(Data for labeling points on photos)
>> begin
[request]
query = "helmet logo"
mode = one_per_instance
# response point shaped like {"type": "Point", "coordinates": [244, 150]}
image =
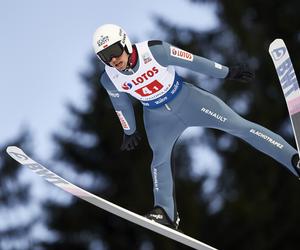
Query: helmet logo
{"type": "Point", "coordinates": [126, 85]}
{"type": "Point", "coordinates": [102, 40]}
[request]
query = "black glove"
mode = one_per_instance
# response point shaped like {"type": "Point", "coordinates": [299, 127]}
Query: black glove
{"type": "Point", "coordinates": [240, 73]}
{"type": "Point", "coordinates": [130, 142]}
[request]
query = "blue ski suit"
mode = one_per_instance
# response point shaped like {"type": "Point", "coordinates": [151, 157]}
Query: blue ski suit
{"type": "Point", "coordinates": [171, 105]}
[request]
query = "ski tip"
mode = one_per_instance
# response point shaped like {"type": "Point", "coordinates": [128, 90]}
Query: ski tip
{"type": "Point", "coordinates": [278, 42]}
{"type": "Point", "coordinates": [13, 149]}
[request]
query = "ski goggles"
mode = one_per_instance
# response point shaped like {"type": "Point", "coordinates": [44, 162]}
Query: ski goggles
{"type": "Point", "coordinates": [114, 50]}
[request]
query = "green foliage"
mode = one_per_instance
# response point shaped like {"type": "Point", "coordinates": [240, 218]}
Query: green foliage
{"type": "Point", "coordinates": [259, 199]}
{"type": "Point", "coordinates": [14, 197]}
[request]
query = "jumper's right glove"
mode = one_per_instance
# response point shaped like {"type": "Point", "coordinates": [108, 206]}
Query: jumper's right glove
{"type": "Point", "coordinates": [240, 73]}
{"type": "Point", "coordinates": [130, 142]}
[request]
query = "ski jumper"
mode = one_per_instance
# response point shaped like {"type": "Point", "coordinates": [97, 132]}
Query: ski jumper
{"type": "Point", "coordinates": [171, 105]}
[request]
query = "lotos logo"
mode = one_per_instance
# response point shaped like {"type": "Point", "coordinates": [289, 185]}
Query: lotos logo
{"type": "Point", "coordinates": [182, 54]}
{"type": "Point", "coordinates": [102, 40]}
{"type": "Point", "coordinates": [126, 85]}
{"type": "Point", "coordinates": [145, 76]}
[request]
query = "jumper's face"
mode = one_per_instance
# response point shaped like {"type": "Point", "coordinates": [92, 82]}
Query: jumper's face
{"type": "Point", "coordinates": [120, 62]}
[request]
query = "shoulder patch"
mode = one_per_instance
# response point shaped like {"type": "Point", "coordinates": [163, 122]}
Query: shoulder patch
{"type": "Point", "coordinates": [154, 42]}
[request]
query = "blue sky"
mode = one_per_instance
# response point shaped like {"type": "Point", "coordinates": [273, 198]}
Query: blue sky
{"type": "Point", "coordinates": [46, 44]}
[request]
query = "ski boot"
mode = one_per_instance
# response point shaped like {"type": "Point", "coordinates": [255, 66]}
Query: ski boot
{"type": "Point", "coordinates": [160, 216]}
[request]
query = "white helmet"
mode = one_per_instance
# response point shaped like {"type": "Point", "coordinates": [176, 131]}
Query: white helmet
{"type": "Point", "coordinates": [109, 40]}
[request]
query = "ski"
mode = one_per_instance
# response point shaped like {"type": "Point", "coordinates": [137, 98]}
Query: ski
{"type": "Point", "coordinates": [289, 83]}
{"type": "Point", "coordinates": [18, 155]}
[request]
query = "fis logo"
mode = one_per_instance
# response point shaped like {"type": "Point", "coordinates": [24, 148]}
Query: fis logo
{"type": "Point", "coordinates": [126, 86]}
{"type": "Point", "coordinates": [102, 40]}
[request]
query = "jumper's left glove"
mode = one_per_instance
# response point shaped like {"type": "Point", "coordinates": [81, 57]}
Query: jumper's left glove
{"type": "Point", "coordinates": [130, 142]}
{"type": "Point", "coordinates": [240, 73]}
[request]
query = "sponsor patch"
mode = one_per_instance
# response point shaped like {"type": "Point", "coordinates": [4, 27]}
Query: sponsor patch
{"type": "Point", "coordinates": [123, 120]}
{"type": "Point", "coordinates": [218, 66]}
{"type": "Point", "coordinates": [146, 57]}
{"type": "Point", "coordinates": [182, 54]}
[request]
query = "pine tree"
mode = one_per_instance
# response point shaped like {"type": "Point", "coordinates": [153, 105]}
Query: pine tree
{"type": "Point", "coordinates": [16, 219]}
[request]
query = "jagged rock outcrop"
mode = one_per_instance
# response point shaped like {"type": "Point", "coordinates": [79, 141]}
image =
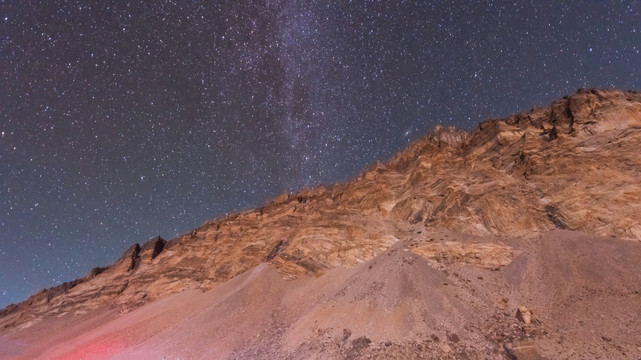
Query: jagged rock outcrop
{"type": "Point", "coordinates": [574, 165]}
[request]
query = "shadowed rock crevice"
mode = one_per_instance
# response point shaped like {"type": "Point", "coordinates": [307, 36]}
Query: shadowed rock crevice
{"type": "Point", "coordinates": [552, 214]}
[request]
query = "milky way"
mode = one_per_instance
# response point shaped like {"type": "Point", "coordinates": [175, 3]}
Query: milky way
{"type": "Point", "coordinates": [122, 120]}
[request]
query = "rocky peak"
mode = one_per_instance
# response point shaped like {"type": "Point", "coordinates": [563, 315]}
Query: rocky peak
{"type": "Point", "coordinates": [550, 168]}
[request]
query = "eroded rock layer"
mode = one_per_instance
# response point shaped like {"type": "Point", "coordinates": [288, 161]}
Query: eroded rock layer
{"type": "Point", "coordinates": [575, 165]}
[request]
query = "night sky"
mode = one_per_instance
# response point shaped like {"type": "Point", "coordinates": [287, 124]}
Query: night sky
{"type": "Point", "coordinates": [122, 120]}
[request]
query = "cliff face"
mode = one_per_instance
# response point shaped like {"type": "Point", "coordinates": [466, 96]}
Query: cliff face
{"type": "Point", "coordinates": [575, 165]}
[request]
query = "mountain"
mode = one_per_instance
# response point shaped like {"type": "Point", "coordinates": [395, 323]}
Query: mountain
{"type": "Point", "coordinates": [519, 240]}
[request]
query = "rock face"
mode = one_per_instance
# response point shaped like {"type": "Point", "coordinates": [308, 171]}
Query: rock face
{"type": "Point", "coordinates": [464, 220]}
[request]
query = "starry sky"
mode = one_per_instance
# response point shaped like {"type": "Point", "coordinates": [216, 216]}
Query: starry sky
{"type": "Point", "coordinates": [122, 120]}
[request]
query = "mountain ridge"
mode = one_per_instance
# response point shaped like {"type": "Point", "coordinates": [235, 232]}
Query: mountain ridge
{"type": "Point", "coordinates": [495, 190]}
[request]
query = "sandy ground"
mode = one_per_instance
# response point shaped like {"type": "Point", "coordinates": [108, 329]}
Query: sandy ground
{"type": "Point", "coordinates": [583, 292]}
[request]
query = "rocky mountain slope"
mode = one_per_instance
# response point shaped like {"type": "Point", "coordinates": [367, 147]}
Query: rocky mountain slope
{"type": "Point", "coordinates": [428, 255]}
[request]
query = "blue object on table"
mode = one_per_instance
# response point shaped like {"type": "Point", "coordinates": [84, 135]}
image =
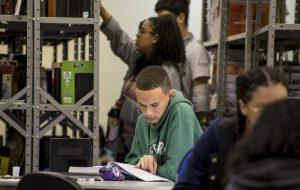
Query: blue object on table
{"type": "Point", "coordinates": [111, 174]}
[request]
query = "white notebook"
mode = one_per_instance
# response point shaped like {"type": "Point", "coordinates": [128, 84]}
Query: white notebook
{"type": "Point", "coordinates": [124, 168]}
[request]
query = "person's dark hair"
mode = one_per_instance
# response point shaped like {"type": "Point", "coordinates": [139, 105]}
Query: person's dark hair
{"type": "Point", "coordinates": [169, 48]}
{"type": "Point", "coordinates": [248, 82]}
{"type": "Point", "coordinates": [276, 134]}
{"type": "Point", "coordinates": [153, 77]}
{"type": "Point", "coordinates": [174, 6]}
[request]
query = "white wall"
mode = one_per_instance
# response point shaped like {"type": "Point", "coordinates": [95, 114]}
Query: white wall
{"type": "Point", "coordinates": [129, 13]}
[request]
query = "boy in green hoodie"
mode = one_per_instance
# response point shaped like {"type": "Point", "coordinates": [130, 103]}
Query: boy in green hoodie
{"type": "Point", "coordinates": [167, 127]}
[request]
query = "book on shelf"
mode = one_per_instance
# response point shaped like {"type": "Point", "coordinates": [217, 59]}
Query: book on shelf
{"type": "Point", "coordinates": [20, 7]}
{"type": "Point", "coordinates": [126, 169]}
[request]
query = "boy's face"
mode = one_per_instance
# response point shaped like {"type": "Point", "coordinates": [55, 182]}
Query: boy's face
{"type": "Point", "coordinates": [153, 103]}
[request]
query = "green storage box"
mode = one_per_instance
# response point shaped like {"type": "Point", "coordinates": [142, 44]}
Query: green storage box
{"type": "Point", "coordinates": [76, 81]}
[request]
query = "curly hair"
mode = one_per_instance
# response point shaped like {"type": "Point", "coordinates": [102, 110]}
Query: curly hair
{"type": "Point", "coordinates": [276, 134]}
{"type": "Point", "coordinates": [174, 6]}
{"type": "Point", "coordinates": [248, 82]}
{"type": "Point", "coordinates": [169, 48]}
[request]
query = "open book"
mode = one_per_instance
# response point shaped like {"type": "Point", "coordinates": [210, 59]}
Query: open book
{"type": "Point", "coordinates": [126, 169]}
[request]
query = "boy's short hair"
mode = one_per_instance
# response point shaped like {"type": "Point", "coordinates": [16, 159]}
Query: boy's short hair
{"type": "Point", "coordinates": [153, 77]}
{"type": "Point", "coordinates": [174, 6]}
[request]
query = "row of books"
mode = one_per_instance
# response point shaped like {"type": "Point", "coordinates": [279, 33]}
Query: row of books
{"type": "Point", "coordinates": [49, 8]}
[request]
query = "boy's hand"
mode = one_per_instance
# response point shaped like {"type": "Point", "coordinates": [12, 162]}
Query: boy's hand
{"type": "Point", "coordinates": [148, 163]}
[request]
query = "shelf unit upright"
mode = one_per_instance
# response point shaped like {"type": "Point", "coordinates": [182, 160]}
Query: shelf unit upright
{"type": "Point", "coordinates": [287, 34]}
{"type": "Point", "coordinates": [54, 27]}
{"type": "Point", "coordinates": [222, 44]}
{"type": "Point", "coordinates": [14, 25]}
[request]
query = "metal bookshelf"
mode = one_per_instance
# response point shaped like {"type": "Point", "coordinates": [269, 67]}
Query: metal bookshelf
{"type": "Point", "coordinates": [287, 34]}
{"type": "Point", "coordinates": [51, 30]}
{"type": "Point", "coordinates": [70, 26]}
{"type": "Point", "coordinates": [23, 99]}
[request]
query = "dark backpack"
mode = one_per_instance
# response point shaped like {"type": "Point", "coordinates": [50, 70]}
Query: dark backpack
{"type": "Point", "coordinates": [228, 128]}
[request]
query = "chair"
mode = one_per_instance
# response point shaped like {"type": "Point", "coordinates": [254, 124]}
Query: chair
{"type": "Point", "coordinates": [183, 164]}
{"type": "Point", "coordinates": [47, 181]}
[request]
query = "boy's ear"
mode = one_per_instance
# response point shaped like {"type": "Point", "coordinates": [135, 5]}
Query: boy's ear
{"type": "Point", "coordinates": [155, 39]}
{"type": "Point", "coordinates": [180, 18]}
{"type": "Point", "coordinates": [243, 108]}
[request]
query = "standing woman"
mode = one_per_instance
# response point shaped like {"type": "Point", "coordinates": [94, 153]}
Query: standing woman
{"type": "Point", "coordinates": [158, 42]}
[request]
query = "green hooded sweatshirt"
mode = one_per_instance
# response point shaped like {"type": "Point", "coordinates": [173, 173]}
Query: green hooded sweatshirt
{"type": "Point", "coordinates": [168, 140]}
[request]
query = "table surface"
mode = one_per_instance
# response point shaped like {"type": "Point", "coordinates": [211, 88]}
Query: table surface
{"type": "Point", "coordinates": [11, 183]}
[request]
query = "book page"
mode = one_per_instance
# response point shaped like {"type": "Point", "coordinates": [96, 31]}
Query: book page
{"type": "Point", "coordinates": [139, 173]}
{"type": "Point", "coordinates": [94, 170]}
>> end
**What the exercise asks**
Which lines in the data above contain the word "bookshelf"? Identify each one and copy it in full, treating case as significant.

**Answer in full**
query = "metal bookshelf"
Query: metal bookshelf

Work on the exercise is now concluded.